**Opdrachten**
1 > Vanaf welke datum kan men volgens het tekstfragment over flexibele werkregelingen op grond van de wet zo'n regeling aanvragen?
2 > Geef alle regels uit de records terug waarin de string "door" staat.

══ Tekstfragment

Het recht om flexibele werkregelingen aan te vragen wordt door de federale wetgever vastgelegd voor de openbare sector

Van 

Sinds 10 november 2022 maakt de wet het mogelijk om een flexibele werkregeling aan te vragen voor werkgevers en werknemers waarop de collectieve arbeidsovereenkomst nr. 162 niet van toepassing is. Die wettelijke bepalingen betreffen de contractuele werknemers uit de openbare sector.


Op 31 oktober 2022 verscheen de wet tot gedeeltelijke omzetting van de Europese Richtlijn van 20 juni 2019 betreffende het evenwicht tussen werk en privéleven voor ouders en mantelzorgers in het Belgisch Staatsblad. Hoofdstuk 6 van deze wet gaat over het recht om een flexibele werkregeling aan te vragen.

Het toepassingsgebied van dit hoofdstuk in de wet is echter beperkt: het is niet van toepassing op werkgevers en werknemers verbonden door een arbeidsovereenkomst die vallen onder het toepassingsgebied van de collectieve arbeidsovereenkomst nr. 162.

Voor de privésector is het dus de collectieve arbeidsovereenkomst gesloten in de Nationale Arbeidsraad die van toepassing is en die de wettelijke regeling vervangt. 

De werkgevers in de privésector kunnen ons artikel van 14 oktober 2022 raadplegen.

De wet is enkel van toepassing op werkgevers en werknemers verbonden door een arbeidsovereenkomst die niet onderworpen zijn aan de wet van 5 december 1968 op collectieve arbeidsovereenkomsten en paritaire comités. Bijgevolg is de wet alleen van toepassing op contractuelen in de publieke sector. De wet verwijst namelijk alleen naar werknemers en werkgevers die verbonden zijn door een arbeidsovereenkomst. Aangezien statutairen niet verbonden zijn aan de werkgever door een arbeidsovereenkomst, vallen zij niet onder de wet.

De wet bepaalt dat de bepalingen van hoofdstuk 6 niet van toepassing zijn op aanvragen van werknemers die gekaderd zijn in wettelijke, reglementaire of conventionele bepalingen die voorzien in een recht op de aanpassing van het bestaande werkpatroon van de werknemer of in andere wettelijke bepalingen die voorzien in een recht om dergelijke aanpassing aan te vragen. 

1. Wie heeft het recht om een flexibele werkregeling aan te vragen?

Een werknemer die gedurende de 12 maanden die voorafgaan aan zijn aanvraag voor een flexibele werkregeling, 6 maanden door een arbeidsovereenkomst verbonden is geweest met zijn werkgever, heeft het recht om een dergelijke aanvraag in te dienen.

════
══ Getoonde records

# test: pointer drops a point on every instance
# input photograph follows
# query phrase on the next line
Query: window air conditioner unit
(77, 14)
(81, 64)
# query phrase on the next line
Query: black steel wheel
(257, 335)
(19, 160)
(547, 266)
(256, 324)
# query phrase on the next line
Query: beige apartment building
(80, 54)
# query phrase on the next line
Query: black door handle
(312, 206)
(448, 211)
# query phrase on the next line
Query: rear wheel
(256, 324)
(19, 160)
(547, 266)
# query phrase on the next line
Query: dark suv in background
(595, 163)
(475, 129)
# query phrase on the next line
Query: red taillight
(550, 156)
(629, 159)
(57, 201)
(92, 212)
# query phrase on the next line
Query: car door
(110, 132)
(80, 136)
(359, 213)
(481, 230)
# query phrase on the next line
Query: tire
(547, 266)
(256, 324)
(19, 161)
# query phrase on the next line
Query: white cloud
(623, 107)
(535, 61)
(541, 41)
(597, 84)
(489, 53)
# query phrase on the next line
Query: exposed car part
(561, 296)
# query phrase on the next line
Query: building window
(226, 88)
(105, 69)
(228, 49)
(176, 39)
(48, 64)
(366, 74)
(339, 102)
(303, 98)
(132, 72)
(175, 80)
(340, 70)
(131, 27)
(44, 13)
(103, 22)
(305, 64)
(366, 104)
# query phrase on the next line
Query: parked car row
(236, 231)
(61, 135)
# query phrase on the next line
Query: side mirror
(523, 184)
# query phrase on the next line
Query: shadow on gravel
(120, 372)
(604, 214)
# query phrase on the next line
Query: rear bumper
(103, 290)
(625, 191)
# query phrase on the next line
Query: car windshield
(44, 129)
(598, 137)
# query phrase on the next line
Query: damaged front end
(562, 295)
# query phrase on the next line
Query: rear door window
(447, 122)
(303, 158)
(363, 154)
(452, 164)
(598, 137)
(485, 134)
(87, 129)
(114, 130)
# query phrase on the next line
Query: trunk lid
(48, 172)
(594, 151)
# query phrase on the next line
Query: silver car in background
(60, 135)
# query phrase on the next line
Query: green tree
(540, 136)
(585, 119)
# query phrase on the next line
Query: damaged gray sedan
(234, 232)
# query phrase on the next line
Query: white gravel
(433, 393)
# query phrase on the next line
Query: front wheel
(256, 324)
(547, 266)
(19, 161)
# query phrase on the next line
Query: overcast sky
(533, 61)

════

**Antwoorden**
1 > Vanaf 10 november 2022.

2 >
Query: black door handle
Query: car door
Query: rear door window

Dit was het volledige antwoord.